((

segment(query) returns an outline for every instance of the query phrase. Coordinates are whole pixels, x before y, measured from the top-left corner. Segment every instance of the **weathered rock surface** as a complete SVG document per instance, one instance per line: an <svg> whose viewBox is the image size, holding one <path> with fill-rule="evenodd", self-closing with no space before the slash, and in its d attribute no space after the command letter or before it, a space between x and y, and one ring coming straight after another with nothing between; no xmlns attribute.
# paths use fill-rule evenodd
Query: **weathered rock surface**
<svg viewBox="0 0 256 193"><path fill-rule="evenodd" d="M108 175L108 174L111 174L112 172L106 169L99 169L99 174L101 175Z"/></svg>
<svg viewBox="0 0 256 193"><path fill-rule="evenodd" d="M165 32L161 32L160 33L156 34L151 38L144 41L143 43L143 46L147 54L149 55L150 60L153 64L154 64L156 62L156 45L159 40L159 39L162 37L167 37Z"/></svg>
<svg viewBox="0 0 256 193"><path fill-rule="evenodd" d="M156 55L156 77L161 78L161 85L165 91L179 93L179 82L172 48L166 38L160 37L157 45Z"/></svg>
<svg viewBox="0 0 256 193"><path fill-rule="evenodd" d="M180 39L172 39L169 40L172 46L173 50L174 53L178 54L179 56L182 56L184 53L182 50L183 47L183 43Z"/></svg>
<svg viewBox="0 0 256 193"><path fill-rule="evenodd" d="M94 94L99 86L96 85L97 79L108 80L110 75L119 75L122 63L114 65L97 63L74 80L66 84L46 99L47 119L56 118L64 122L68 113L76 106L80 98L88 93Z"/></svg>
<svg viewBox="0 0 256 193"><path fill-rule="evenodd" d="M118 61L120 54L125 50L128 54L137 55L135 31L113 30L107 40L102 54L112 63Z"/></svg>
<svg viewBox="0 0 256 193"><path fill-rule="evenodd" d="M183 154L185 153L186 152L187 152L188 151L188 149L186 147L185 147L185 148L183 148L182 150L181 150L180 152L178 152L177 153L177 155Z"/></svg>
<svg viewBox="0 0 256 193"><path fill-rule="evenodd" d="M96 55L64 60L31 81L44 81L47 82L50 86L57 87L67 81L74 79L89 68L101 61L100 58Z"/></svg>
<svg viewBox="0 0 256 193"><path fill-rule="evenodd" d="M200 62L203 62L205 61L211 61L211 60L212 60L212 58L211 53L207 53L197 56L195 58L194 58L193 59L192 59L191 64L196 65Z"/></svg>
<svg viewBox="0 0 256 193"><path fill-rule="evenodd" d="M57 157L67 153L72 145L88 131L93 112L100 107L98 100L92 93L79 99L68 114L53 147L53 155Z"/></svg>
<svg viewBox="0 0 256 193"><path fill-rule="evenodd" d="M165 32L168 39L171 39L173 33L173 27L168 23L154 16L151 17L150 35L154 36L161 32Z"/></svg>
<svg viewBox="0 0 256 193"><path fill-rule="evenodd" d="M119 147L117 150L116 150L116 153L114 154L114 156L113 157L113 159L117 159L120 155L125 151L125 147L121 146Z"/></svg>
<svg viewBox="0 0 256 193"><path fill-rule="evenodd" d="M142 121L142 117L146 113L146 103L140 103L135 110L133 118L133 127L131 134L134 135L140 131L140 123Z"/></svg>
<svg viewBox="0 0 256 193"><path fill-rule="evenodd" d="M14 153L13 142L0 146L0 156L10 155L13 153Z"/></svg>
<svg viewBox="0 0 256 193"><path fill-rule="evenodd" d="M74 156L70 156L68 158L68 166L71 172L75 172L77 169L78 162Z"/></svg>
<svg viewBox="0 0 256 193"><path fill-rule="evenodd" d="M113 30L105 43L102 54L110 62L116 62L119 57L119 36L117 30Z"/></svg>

))

▸ **What you will do**
Output the records from the start through the line containing "39L172 39L169 40L172", both ends included, as a two-column CSV with the columns input and output. Give one row per record, with its text in input and its answer in output, each in one quoted field and with line breaks replaced by spaces.

▸ **Full response**
input,output
"segment(query) returns an outline for every instance of the query phrase. Coordinates are whole pixels, x before y, measured from the top-left corner. Segment every instance of the **weathered rock surface** as a complete SVG document per instance, one instance per line: an <svg> whose viewBox is the image size, holding one <path> with fill-rule=""evenodd"", self-closing with no space before the slash, and in its d attribute no space after the command letter or before it, a space between x and y, and one ring coming straight after another with nothing between; no xmlns attribute. # paths use fill-rule evenodd Query: **weathered rock surface**","<svg viewBox=""0 0 256 193""><path fill-rule=""evenodd"" d=""M108 175L108 174L111 174L112 172L106 169L99 169L99 174L101 175Z""/></svg> <svg viewBox=""0 0 256 193""><path fill-rule=""evenodd"" d=""M165 32L161 32L160 33L156 34L151 38L144 41L143 43L143 46L147 54L149 55L150 60L153 64L154 64L156 62L156 45L159 40L159 39L162 37L167 37Z""/></svg> <svg viewBox=""0 0 256 193""><path fill-rule=""evenodd"" d=""M156 55L156 77L161 78L161 85L165 91L179 93L179 82L172 48L166 38L160 37L157 45Z""/></svg> <svg viewBox=""0 0 256 193""><path fill-rule=""evenodd"" d=""M180 39L172 39L169 40L172 46L173 50L174 53L178 54L179 56L182 56L184 53L182 50L183 47L183 43Z""/></svg>"